Provided data:
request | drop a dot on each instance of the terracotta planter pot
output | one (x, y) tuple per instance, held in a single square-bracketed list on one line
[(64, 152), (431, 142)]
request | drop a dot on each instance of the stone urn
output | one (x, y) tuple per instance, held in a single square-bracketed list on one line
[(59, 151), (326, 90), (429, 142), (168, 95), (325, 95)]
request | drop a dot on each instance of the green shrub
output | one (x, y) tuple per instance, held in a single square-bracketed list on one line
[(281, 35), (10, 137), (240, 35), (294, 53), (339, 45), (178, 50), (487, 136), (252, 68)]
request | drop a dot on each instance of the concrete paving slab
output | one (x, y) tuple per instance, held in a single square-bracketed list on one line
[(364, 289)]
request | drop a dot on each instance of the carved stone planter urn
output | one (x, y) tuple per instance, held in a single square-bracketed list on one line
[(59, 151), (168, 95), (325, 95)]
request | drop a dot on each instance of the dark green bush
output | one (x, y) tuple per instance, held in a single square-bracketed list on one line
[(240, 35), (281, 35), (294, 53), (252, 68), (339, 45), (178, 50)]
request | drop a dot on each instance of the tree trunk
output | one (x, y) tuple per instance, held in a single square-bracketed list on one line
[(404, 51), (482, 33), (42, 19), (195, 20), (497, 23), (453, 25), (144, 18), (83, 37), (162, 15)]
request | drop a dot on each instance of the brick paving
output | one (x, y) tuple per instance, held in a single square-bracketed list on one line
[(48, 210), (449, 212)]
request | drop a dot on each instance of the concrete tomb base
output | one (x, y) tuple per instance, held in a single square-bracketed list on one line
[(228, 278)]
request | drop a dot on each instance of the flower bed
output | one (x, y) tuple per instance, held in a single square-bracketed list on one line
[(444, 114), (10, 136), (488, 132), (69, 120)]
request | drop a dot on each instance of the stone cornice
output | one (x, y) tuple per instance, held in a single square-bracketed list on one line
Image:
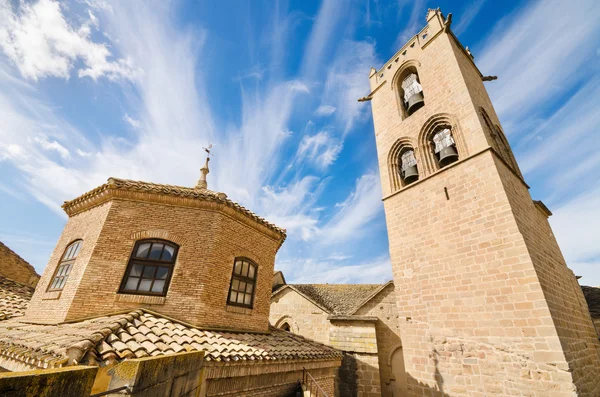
[(125, 189)]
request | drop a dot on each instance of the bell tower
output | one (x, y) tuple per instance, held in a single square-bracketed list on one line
[(487, 304)]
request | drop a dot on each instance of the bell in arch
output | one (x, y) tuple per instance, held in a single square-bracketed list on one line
[(448, 155), (413, 93), (415, 102), (445, 147), (409, 173)]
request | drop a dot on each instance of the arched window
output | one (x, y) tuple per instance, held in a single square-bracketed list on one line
[(64, 267), (150, 268), (408, 166), (444, 146), (285, 326), (243, 283)]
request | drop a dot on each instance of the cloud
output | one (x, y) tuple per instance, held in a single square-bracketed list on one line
[(469, 14), (53, 145), (330, 15), (576, 227), (320, 149), (355, 215), (325, 110), (132, 122), (40, 42), (414, 23), (375, 271), (536, 58), (347, 80)]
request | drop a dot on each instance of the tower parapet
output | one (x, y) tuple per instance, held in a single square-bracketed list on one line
[(487, 304)]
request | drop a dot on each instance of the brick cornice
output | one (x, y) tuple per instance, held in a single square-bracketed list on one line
[(124, 189)]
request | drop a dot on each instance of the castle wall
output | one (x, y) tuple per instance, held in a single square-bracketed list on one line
[(559, 288), (209, 241), (471, 316), (15, 268), (487, 306)]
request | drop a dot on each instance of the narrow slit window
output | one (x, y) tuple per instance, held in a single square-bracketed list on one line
[(150, 268), (243, 282), (64, 267)]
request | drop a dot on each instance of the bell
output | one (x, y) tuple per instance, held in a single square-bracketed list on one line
[(411, 174), (448, 155), (415, 103)]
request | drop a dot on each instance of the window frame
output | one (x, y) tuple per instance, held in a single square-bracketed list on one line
[(133, 260), (245, 279), (63, 263)]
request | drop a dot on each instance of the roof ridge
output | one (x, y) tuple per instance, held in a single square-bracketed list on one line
[(73, 206)]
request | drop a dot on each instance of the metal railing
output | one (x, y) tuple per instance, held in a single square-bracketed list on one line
[(309, 381)]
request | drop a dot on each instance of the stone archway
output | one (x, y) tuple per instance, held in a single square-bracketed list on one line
[(398, 384), (287, 323)]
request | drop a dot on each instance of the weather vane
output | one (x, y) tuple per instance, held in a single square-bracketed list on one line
[(207, 149)]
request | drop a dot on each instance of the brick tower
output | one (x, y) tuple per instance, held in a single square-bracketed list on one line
[(487, 304)]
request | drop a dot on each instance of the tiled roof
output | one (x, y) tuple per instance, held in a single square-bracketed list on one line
[(14, 298), (592, 296), (169, 190), (142, 333), (341, 299)]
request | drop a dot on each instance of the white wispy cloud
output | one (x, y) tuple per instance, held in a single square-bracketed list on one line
[(37, 38), (347, 80), (325, 110), (576, 229), (538, 56), (468, 16), (546, 98), (320, 149), (377, 270), (52, 145), (330, 15), (170, 110), (415, 22), (354, 216), (132, 122)]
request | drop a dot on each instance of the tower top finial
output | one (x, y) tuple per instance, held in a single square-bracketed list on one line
[(202, 184)]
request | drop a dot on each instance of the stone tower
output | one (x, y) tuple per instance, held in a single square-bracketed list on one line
[(487, 304)]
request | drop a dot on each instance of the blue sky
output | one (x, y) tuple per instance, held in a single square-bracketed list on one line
[(92, 88)]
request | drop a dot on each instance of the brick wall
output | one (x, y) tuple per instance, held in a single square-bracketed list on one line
[(13, 267)]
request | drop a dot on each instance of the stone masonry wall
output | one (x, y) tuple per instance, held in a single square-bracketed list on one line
[(272, 379), (359, 375), (15, 268), (383, 306), (559, 289), (209, 241), (476, 318), (304, 317)]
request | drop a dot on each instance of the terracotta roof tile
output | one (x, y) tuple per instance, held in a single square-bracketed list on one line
[(14, 298), (104, 340)]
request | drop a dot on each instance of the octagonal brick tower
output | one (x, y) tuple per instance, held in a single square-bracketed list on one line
[(183, 252), (487, 304)]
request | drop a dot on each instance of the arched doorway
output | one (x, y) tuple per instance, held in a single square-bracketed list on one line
[(285, 326), (398, 381)]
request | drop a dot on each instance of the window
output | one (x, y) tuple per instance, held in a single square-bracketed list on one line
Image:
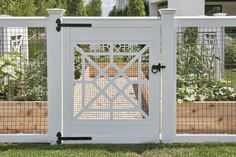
[(212, 9)]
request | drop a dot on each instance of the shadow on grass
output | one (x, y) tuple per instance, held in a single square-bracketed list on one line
[(112, 148)]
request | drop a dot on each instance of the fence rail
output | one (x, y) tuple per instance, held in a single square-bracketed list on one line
[(185, 122)]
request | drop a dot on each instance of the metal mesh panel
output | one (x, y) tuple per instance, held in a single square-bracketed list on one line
[(23, 80), (206, 77), (111, 82)]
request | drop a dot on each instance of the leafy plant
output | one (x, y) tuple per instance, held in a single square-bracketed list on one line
[(230, 56), (77, 65), (35, 79), (196, 79), (11, 70)]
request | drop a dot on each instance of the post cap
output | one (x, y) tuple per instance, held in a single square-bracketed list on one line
[(56, 11), (168, 11)]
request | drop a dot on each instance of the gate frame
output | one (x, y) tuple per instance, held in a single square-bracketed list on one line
[(55, 70)]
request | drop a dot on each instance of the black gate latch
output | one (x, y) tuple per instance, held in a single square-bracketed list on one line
[(157, 68), (60, 138), (59, 25)]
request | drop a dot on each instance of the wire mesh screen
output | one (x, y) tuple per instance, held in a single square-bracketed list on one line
[(23, 80), (206, 80), (111, 81)]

Work to complete: Going through the data above, return each line with the word "bell".

Your response:
request | drop a dot on each instance of the bell tower
request | drop a dot on each instance of the bell in arch
request | drop a dot on each instance of the bell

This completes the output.